— RECORDS FOR THIS EXERCISE —
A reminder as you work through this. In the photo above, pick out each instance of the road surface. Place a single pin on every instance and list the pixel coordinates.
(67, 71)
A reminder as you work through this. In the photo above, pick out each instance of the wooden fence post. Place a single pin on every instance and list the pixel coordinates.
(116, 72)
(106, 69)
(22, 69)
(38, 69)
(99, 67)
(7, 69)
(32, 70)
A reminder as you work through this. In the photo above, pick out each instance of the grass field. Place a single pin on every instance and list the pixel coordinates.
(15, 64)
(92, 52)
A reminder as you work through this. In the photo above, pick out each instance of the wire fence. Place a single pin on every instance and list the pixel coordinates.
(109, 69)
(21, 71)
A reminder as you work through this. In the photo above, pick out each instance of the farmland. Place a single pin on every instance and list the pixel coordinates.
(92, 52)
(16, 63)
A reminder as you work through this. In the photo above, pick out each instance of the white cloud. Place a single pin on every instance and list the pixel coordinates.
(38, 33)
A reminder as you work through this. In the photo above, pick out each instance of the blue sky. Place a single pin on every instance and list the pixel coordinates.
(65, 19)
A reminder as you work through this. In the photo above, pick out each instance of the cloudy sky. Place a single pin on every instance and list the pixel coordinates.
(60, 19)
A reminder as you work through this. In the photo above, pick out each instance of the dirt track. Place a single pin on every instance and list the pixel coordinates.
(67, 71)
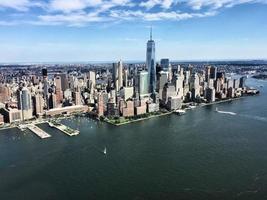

— GIVEN EXERCISE —
Please pull out every one of the items above and copy each line word for word, leaving the pictures out of your answer.

— FULL RESPONSE —
A reminder as you work through this. In the photo above, pick out each instance of the road surface. Place a single pin on every instance and list the pixel coordinates.
(67, 71)
A reminder as you work through this. In the photo above, pick out each instance of the wooden fence post. Place a single pin on every instance and list the pixel coordinates.
(116, 72)
(106, 69)
(22, 69)
(38, 69)
(99, 67)
(7, 69)
(32, 70)
A reminder as you work through this. In the photo above, pick out each instance of the grass field. Place a single pin on every instance and list the pixel coordinates.
(15, 64)
(92, 52)
A reminder as you work through this. In the photo above, pick out each instance of the wire fence. Place a single pin on every instance and list the pixel coordinates.
(109, 69)
(21, 71)
A reminder as you work through this. In the photo above, pick out each instance of the farmland. Place a single pin on every instance and list the pixel coordinates.
(92, 52)
(16, 63)
A reminder as you work through this. In the photo above, pick out each instance of the white cloud. Place a single pin on every instance and list the pixel coordinates.
(38, 33)
A reminder as you work through this. In the photo above, pick out each instance of the blue sky. Place a single pin on every instance and list the pixel coordinates.
(65, 19)
A reminder as you work through this. In the photo above, pick out each instance of the cloudy sky. Place a single pin on every instance and list the pixel coordinates.
(60, 19)
A reminder as you work through this. In the photo above, pick out each instance of the dirt track. Place a single pin on every instance and list the pixel coordinates.
(67, 71)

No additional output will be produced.